──────── Document text

A cruise ship carrying 708 people has been towed to Southampton after an engine fire sparked a major alert in the English Channel.
Crew members brought the fire under control, later assisted by East Sussex firefighters as part of a new national offshore fire and rescue service.
The Calypso was about 20 miles south-west of Beachy Head at the time.
Although passengers and crew boarded lifeboats, no evacuation was carried out and there were no casualties.
The Maritime and Coastguard Agency (MCA) received a Mayday call at about 0400 BST from the Calypso.
East Sussex Fire and Rescue Service firefighters were helicoptered to the ship, in the first incident dealt with by the Maritime Incident Response Group (MIRG) launched last month.
Lifeboats from England and France, and several merchant ships, also attended following the Mayday call.

────────────────

# Required actions
1. List every geographic place that the cruise ship fire report names.
2. Answer from the cruise ship fire report:
(a) How many people was the ship carrying?
(b) At about what time did the Maritime and Coastguard Agency receive the Mayday call?
(c) Who was taken to the ship by helicopter?

──────── Data to examine

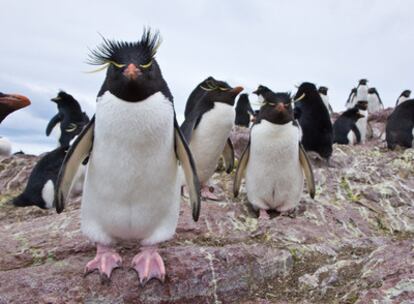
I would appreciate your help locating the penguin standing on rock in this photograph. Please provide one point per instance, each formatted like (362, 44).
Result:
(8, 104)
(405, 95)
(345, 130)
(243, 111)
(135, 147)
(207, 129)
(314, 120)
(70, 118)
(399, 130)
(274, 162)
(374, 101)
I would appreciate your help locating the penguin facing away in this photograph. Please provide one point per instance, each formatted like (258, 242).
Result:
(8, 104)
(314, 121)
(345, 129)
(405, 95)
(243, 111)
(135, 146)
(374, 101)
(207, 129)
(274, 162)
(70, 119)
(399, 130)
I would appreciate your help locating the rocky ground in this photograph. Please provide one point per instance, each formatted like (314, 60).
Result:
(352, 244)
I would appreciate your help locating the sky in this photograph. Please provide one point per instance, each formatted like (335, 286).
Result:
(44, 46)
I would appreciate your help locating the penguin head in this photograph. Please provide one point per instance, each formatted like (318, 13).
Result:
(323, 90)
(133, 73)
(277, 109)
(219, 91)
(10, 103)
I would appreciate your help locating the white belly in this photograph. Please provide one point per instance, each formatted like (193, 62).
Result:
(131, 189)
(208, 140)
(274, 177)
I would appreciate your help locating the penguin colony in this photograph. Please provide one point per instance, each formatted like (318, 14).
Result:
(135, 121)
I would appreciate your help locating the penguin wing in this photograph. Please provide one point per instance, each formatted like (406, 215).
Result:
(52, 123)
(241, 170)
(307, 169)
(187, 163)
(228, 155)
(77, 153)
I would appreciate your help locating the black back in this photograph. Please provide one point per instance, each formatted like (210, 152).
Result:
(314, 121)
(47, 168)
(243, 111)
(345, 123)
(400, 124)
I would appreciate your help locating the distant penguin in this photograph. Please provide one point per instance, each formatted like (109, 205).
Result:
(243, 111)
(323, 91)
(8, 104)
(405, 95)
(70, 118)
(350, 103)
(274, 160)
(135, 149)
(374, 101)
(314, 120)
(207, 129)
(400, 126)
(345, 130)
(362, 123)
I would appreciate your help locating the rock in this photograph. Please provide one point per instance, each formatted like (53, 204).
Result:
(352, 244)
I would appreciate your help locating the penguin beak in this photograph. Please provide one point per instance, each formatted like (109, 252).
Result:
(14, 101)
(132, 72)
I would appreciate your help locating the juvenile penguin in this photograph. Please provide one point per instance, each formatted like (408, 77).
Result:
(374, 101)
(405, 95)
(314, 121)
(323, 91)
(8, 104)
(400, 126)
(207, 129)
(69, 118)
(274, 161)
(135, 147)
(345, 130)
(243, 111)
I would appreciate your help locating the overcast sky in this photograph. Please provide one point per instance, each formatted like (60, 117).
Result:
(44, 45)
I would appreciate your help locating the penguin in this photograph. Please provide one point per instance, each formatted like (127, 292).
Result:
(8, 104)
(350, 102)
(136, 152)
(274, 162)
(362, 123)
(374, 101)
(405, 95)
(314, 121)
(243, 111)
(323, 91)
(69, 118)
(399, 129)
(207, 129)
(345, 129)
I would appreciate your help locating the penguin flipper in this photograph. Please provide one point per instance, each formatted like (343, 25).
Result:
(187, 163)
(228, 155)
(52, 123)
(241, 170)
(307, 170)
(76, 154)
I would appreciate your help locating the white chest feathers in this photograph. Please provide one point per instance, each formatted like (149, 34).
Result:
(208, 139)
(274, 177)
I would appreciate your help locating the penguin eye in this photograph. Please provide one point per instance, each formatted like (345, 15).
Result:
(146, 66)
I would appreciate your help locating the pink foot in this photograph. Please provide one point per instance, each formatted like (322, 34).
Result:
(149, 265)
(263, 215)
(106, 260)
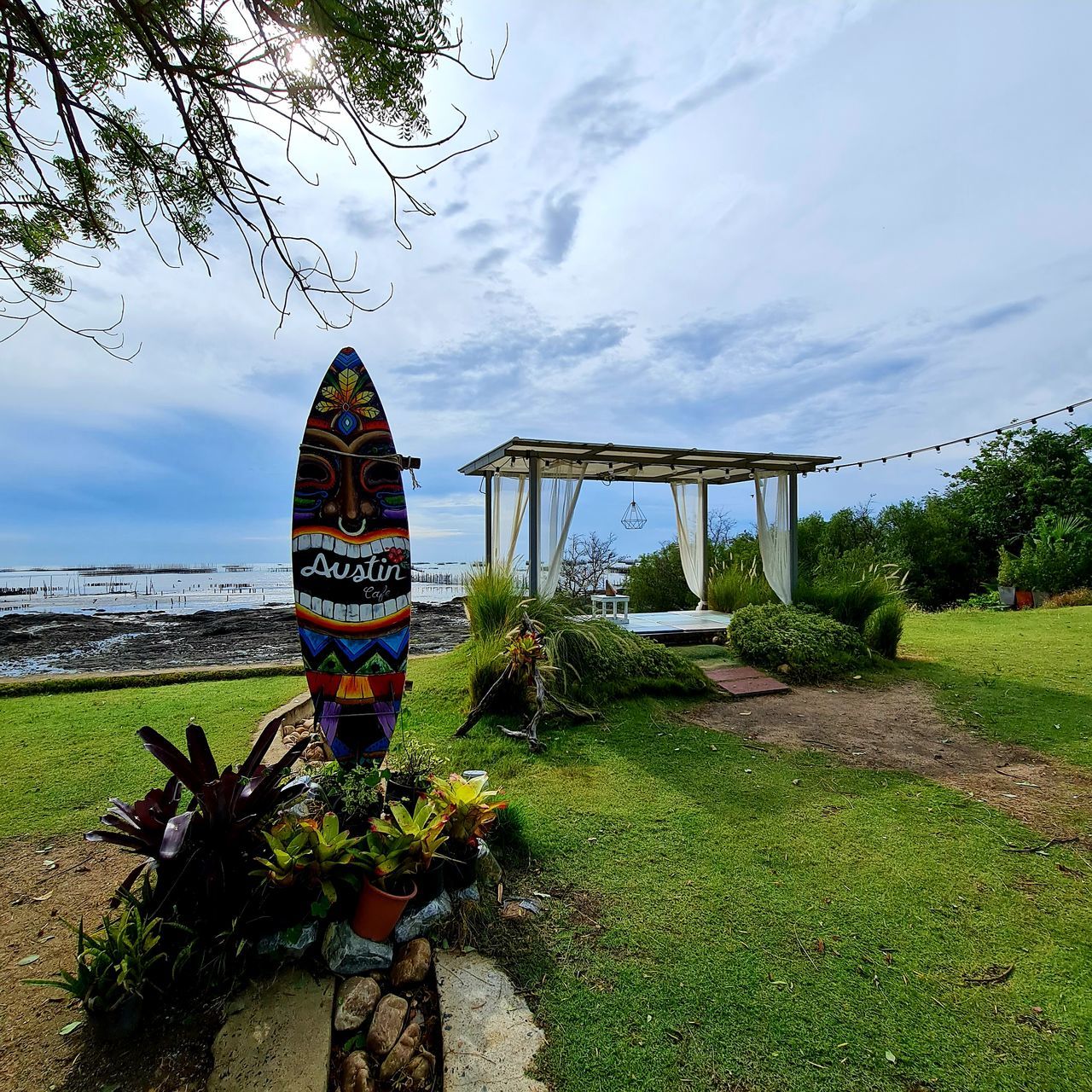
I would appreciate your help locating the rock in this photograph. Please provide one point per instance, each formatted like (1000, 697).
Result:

────────────────

# Your written answers
1.
Southampton
English Channel
Beachy Head
East Sussex
England
France

2.
(a) 708 people.
(b) About 0400 BST.
(c) Firefighters from East Sussex Fire and Rescue Service.